## PAGE EXCERPT
_ _ _

Personal information
- Born: 1 November 1963 (age 62) Piscu, Romania
- Height: 181 cm (5 ft 11 in)

Sport
- Sport: Weightlifting

Medal record
Representing Romania
Olympic Games
| Gold medal – first place | 1984 Los Angeles | -90 kg |
| Silver medal – second place | 1988 Seoul | -100 kg |
| Bronze medal – third place | 1996 Atlanta | -108 kg |
World Championships
| Gold medal – first place | 1984 Los Angeles | -90 kg |
| Bronze medal – third place | 1985 Södertälje | -100 kg |
| Gold medal – first place | 1986 Sofia | -100 kg |
| Silver medal – second place | 1987 Ostrava | -100 kg |
| Silver medal – second place | 1989 Athens | -100 kg |
| Gold medal – first place | 1990 Budapest | -100 kg |
| Silver medal – second place | 1995 Guangzhou | -108 kg |
European Championships
| Gold medal – first place | 1985 Katowice | -100 kg |
| Gold medal – first place | 1986 Karl-Marx-Stadt | -100 kg |
| Silver medal – second place | 1987 Reims | -100 kg |
| Silver medal – second place | 1989 Athens | -100 kg |
| Silver medal – second place | 1990 Aalborg | -100 kg |
| Silver medal – second place | 1996 Stavanger | -108 kg |
Representing Australia
Commonwealth Games
| Gold medal – first place | 1994 Victoria | -108 kg - Overall |
| Gold medal – first place | 1994 Victoria | -108 kg - Snatch |
| Gold medal – first place | 1994 Victoria | -108 kg - Clean and Jerk |
World Championships
| Silver medal – second place | 1994 Istanbul | -108 kg |

= Nicu Vlad =

Romanian weightlifter (born 1963)

Nicolae "Nicu" Vlad (born 1 November 1963) is a retired heavyweight weightlifter from Romania. He competed for Romania at the 1984, 1988, 1992 and 1996 Olympics and won a gold, a silver and a bronze medal. He won the world title in 1984, 1986 and 1990 and European title in 1985 and 1986 and set world records in the snatch in 1986 and 1993. Between 1991 and 1996, he lived in Australia and competed for it internationally. In 2006, he was elected member of the International Weightlifting Federation Hall of Fame. He is still especially noteworthy for achieving the heaviest-ever snatch of double-bodyweight—lifting 200.5 kg in the 100 kg class.

_ _ _

## DATA SECTION
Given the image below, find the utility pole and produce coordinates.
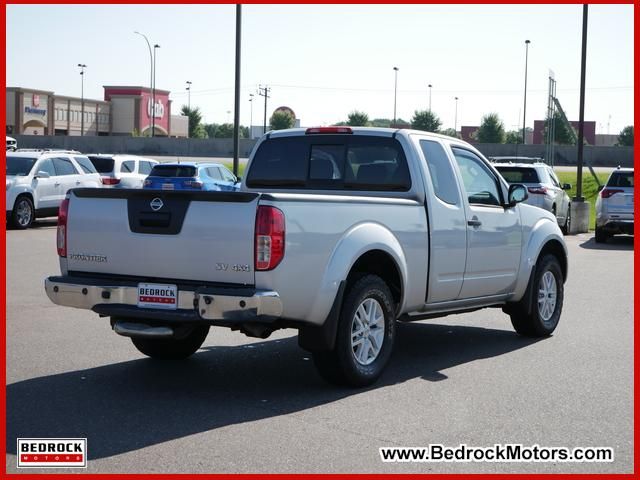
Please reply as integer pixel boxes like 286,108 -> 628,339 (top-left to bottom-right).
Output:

_ _ _

## EXERCISE DIRECTIONS
Quote the part of the Nicu Vlad page excerpt that opens with the words containing "Romanian weightlifter (born" and closes with "100 kg class.", copying it exactly.

## SOLUTION TO THE EXERCISE
Romanian weightlifter (born 1963)

Nicolae "Nicu" Vlad (born 1 November 1963) is a retired heavyweight weightlifter from Romania. He competed for Romania at the 1984, 1988, 1992 and 1996 Olympics and won a gold, a silver and a bronze medal. He won the world title in 1984, 1986 and 1990 and European title in 1985 and 1986 and set world records in the snatch in 1986 and 1993. Between 1991 and 1996, he lived in Australia and competed for it internationally. In 2006, he was elected member of the International Weightlifting Federation Hall of Fame. He is still especially noteworthy for achieving the heaviest-ever snatch of double-bodyweight—lifting 200.5 kg in the 100 kg class.